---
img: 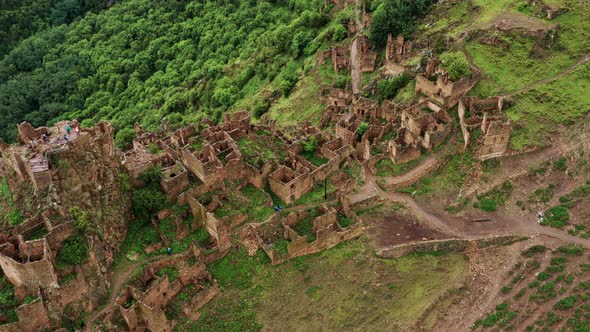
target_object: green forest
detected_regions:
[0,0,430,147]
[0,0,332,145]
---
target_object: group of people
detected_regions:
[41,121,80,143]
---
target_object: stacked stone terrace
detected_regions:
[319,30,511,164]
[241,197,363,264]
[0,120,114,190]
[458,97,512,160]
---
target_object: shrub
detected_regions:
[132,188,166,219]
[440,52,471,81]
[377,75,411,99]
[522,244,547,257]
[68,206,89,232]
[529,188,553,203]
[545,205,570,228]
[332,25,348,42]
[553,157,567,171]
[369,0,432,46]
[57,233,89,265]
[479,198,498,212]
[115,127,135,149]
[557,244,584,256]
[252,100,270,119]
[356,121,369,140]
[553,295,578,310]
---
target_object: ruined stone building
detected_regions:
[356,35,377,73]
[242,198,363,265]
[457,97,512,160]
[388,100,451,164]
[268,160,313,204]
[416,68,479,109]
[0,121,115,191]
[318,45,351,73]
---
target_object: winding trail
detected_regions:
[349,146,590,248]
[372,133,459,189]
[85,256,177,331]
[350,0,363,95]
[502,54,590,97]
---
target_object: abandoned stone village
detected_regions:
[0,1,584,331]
★ ★ ★ ★ ★ ★ ★
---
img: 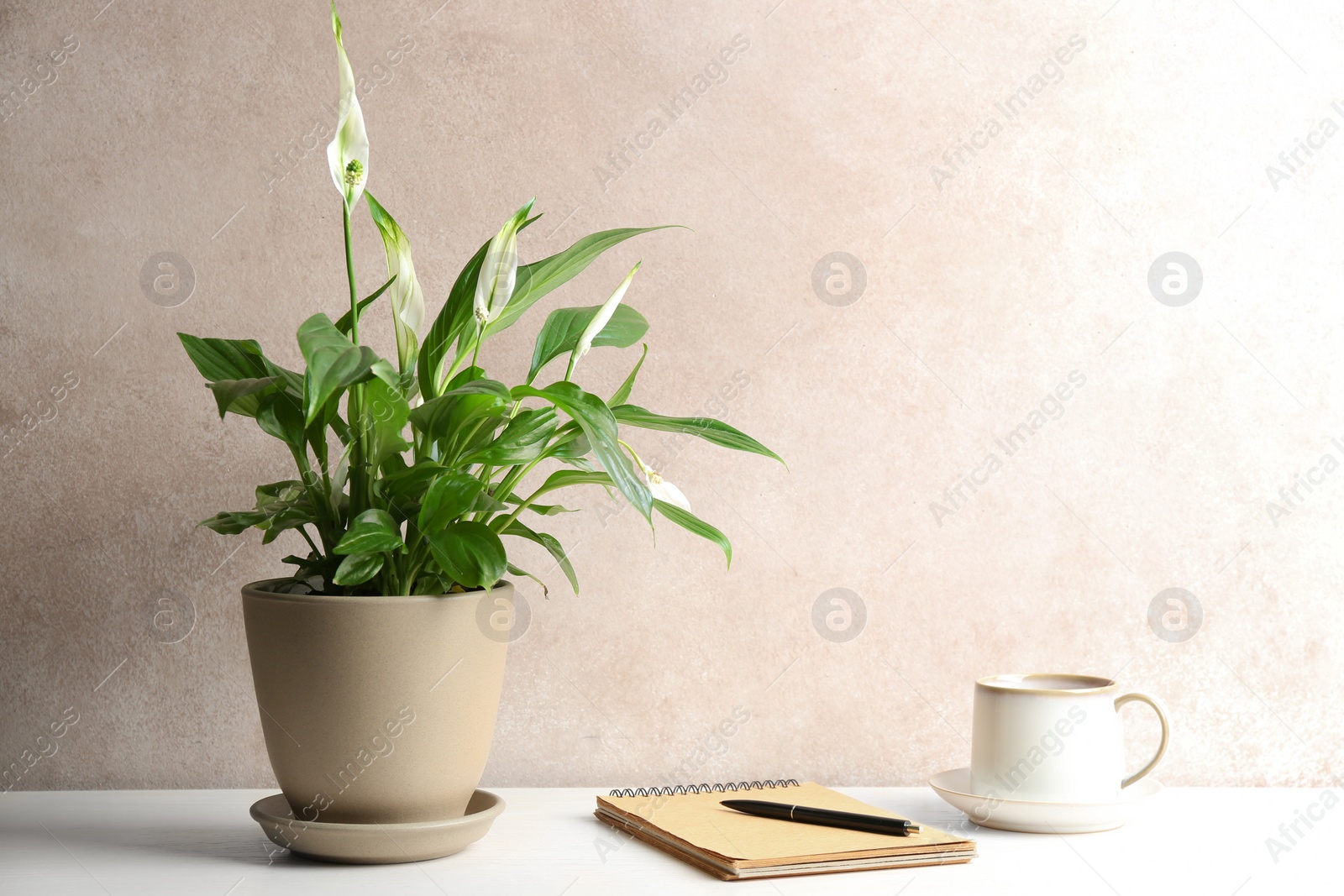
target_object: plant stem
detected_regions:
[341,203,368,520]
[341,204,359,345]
★ ★ ★ ★ ★ ★ ★
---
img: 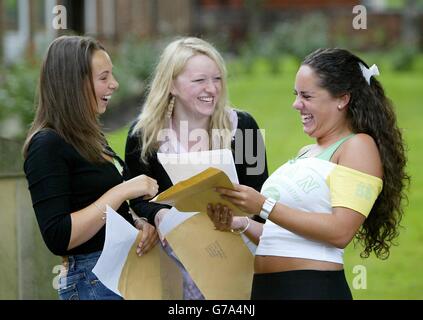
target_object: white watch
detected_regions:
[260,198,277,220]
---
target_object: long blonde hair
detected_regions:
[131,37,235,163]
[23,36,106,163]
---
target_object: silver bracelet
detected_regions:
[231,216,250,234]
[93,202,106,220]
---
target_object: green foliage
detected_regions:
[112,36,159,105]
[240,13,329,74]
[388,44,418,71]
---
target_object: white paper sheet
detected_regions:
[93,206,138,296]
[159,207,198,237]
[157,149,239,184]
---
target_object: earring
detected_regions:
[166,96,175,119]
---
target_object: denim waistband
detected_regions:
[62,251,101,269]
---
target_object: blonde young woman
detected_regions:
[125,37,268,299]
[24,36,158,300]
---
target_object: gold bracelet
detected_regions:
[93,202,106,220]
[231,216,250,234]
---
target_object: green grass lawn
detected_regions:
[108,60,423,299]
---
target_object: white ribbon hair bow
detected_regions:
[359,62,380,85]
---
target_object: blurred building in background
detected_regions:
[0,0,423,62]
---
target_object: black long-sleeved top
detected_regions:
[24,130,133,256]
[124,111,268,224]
★ ★ ★ ★ ★ ★ ★
§ EXERCISE TASK: List each line of the material above that contains the word "hair".

§ COMPLETE ANSWER:
target_object: long blonde hair
target_object: white ribbon hair bow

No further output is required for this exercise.